(Labeled-object pointing entries)
========================================
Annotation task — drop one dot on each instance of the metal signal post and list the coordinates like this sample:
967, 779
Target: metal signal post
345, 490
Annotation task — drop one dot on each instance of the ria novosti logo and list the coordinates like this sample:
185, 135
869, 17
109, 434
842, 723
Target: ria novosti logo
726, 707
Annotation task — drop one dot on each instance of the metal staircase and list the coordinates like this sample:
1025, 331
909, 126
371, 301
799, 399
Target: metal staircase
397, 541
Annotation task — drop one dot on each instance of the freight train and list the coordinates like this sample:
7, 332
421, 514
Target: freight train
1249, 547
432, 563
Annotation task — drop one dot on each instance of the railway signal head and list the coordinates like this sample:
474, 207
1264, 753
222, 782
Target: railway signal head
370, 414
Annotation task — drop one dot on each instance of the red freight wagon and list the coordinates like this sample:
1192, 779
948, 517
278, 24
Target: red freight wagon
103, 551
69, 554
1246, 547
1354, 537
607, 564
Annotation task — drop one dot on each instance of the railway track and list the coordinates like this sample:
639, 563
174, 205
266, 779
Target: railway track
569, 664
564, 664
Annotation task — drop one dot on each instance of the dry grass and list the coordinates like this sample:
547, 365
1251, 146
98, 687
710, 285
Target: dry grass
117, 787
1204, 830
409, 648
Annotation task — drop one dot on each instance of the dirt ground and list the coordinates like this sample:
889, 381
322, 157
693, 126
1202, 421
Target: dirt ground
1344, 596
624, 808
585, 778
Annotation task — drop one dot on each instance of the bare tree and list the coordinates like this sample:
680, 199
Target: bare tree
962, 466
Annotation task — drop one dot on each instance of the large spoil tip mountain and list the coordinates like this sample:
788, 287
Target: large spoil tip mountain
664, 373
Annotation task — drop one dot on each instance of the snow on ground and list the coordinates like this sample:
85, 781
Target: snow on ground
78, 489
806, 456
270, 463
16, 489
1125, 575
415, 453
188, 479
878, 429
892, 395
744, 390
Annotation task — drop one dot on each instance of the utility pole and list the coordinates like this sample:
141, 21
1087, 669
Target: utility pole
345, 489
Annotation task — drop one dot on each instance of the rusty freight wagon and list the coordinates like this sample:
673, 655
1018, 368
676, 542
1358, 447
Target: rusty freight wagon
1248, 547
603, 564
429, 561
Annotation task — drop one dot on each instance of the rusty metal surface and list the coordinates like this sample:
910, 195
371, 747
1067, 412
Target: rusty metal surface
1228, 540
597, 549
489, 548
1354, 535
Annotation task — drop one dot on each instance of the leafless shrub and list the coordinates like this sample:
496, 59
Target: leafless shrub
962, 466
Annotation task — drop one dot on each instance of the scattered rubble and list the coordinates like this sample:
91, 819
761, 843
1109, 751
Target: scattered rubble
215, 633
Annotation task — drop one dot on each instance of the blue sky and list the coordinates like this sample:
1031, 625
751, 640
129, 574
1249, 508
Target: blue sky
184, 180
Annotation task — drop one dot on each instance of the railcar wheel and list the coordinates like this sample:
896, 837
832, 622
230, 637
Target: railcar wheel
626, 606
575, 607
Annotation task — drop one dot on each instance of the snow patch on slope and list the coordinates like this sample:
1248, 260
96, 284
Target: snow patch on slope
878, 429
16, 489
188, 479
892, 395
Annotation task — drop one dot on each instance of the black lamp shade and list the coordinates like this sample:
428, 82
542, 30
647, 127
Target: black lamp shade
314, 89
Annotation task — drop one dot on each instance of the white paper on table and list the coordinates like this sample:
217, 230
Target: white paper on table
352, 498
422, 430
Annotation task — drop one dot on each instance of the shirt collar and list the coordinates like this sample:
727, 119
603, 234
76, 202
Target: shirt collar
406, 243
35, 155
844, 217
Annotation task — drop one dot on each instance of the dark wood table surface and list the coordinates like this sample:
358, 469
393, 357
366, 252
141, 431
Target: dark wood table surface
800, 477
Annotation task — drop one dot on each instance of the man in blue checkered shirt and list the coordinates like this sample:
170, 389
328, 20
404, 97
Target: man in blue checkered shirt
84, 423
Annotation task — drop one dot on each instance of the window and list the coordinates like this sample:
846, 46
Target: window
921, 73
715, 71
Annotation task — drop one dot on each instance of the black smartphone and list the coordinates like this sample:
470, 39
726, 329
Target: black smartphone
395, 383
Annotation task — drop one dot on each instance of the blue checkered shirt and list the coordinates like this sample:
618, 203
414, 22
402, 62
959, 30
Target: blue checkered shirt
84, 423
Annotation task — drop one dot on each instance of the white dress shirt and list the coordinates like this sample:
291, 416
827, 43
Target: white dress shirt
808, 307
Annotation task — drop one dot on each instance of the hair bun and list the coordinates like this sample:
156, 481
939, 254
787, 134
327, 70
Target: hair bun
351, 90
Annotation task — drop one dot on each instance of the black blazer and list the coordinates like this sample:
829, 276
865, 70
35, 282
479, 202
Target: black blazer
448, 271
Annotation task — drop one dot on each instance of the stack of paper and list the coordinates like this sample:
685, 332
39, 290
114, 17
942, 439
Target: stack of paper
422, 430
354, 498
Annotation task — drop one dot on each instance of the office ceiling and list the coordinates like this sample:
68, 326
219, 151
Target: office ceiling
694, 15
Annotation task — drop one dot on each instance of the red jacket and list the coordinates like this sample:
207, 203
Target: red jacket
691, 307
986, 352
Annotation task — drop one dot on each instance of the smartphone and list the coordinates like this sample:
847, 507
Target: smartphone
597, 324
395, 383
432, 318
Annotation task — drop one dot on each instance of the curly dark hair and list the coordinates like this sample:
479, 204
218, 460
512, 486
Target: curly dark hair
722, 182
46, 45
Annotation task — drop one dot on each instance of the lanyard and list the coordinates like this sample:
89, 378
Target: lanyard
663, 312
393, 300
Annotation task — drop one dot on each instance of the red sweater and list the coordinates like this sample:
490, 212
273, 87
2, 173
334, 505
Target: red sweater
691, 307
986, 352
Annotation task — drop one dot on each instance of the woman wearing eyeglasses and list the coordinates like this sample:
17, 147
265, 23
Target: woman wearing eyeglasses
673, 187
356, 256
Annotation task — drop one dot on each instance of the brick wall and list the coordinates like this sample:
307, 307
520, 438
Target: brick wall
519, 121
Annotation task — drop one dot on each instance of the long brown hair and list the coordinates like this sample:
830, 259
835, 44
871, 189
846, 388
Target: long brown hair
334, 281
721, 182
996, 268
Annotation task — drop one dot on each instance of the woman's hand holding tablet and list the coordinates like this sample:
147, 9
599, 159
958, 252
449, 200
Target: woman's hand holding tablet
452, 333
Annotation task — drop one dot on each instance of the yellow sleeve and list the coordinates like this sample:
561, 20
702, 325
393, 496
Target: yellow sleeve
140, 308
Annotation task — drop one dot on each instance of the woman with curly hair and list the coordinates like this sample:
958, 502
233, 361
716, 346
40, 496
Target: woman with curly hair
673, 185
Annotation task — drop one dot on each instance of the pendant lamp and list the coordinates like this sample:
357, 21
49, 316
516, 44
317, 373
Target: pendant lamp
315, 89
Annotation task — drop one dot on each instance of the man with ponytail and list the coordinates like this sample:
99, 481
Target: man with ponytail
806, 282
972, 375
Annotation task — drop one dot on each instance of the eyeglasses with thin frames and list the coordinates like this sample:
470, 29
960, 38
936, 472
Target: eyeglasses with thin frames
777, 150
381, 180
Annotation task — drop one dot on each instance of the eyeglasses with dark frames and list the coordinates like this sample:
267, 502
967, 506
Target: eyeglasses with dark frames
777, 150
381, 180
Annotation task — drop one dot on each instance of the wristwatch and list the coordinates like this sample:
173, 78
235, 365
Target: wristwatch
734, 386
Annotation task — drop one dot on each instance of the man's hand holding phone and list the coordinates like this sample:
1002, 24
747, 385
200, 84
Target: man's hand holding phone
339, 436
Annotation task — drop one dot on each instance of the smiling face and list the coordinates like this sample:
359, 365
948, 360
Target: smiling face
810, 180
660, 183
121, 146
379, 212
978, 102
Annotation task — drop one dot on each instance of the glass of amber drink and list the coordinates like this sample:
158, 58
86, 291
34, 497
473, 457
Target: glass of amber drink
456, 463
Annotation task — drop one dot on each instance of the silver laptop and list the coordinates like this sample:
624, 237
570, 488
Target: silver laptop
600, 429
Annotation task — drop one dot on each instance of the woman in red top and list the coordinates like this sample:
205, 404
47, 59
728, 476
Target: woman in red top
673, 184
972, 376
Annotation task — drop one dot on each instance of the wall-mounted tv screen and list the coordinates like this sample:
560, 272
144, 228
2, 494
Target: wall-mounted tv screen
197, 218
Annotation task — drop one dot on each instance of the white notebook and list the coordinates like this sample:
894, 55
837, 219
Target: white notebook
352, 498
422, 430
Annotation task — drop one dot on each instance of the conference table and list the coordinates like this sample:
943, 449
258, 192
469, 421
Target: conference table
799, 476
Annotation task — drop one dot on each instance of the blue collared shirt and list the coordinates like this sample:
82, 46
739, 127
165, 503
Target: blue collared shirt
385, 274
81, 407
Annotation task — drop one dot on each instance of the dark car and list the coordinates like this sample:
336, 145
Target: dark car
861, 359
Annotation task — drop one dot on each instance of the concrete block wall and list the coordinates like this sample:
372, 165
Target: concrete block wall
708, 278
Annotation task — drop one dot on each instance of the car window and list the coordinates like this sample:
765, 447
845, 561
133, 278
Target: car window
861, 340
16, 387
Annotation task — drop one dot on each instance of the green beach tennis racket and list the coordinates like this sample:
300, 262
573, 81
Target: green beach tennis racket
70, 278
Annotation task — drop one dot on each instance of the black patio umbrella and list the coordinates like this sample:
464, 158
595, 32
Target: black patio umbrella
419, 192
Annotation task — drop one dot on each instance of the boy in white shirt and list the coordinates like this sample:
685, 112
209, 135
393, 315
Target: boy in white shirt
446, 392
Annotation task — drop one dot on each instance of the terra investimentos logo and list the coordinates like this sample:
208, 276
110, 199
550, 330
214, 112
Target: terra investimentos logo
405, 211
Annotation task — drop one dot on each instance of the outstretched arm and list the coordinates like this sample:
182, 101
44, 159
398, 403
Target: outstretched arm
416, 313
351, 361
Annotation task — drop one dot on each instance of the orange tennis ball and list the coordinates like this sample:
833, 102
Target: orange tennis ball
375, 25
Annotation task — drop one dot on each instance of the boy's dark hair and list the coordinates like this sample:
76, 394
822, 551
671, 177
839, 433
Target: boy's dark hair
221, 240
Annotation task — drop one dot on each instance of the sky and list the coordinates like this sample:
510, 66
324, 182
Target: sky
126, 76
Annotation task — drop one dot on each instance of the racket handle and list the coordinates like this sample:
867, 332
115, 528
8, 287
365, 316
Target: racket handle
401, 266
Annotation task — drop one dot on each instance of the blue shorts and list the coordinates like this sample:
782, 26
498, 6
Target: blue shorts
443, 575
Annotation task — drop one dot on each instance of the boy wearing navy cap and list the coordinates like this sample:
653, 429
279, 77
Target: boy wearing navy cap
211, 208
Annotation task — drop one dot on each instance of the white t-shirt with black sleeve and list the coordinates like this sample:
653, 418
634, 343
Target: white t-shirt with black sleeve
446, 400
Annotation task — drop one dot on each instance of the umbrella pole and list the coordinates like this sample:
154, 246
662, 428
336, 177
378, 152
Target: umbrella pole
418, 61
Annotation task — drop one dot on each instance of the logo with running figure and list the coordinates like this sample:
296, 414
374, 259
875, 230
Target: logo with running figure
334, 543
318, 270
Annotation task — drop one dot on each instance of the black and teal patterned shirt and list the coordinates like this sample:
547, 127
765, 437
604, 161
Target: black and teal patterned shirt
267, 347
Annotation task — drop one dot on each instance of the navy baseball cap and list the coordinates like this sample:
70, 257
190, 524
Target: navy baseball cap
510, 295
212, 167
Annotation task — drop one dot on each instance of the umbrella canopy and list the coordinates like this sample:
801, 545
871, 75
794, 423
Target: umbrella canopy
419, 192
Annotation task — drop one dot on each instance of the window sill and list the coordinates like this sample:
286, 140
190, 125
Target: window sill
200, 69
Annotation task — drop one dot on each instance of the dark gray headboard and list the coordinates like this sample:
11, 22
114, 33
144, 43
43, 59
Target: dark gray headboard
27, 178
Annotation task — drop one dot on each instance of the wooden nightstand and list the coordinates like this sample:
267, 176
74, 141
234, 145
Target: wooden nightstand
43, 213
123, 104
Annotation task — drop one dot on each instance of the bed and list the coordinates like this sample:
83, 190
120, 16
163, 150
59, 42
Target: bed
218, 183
========================================
__Brief__
Write out the lines above, starting at the line that contains "the umbrella pole" and ending with the final line, and nothing else; copy them exactly.

__The output__
Annotation task — drop one dot on each instance of the umbrella pole and list the coordinates like this sample:
154, 246
662, 428
336, 177
378, 152
Target: umbrella pole
418, 61
Annotation task — drop one dot on each instance of the logo with running figure and list the coordinates like this sample:
296, 414
374, 259
875, 230
Target: logo with running figure
334, 543
318, 270
Annotation task — drop one dot on each instance of the black and teal patterned shirt and list the coordinates like this sample:
547, 127
765, 437
604, 161
Target: black and teal patterned shirt
267, 347
Annotation task — drop one dot on each instance of the navy baseball cap and list the coordinates like this sample:
70, 257
190, 524
Target: navy baseball cap
510, 295
212, 167
Annotation task — drop one dot on each instance of the umbrella canopy and list the coordinates like this sample:
801, 545
871, 75
794, 423
Target: umbrella canopy
419, 192
Annotation task — drop one dot on each instance of the window sill and list the coordinates like this sample:
286, 140
190, 125
Target: window sill
200, 69
Annotation task — drop one dot on each instance of the dark gray headboard and list the coordinates like this sample:
11, 22
114, 33
144, 43
43, 59
Target: dark gray headboard
27, 178
Annotation task — drop one dot on each instance of the wooden nightstand and list the coordinates like this sample:
267, 176
74, 141
234, 145
Target: wooden nightstand
43, 213
123, 104
Annotation task — drop one dot on each instance of the bed and list the coordinates like this sample:
83, 190
120, 16
163, 150
59, 42
Target: bed
218, 183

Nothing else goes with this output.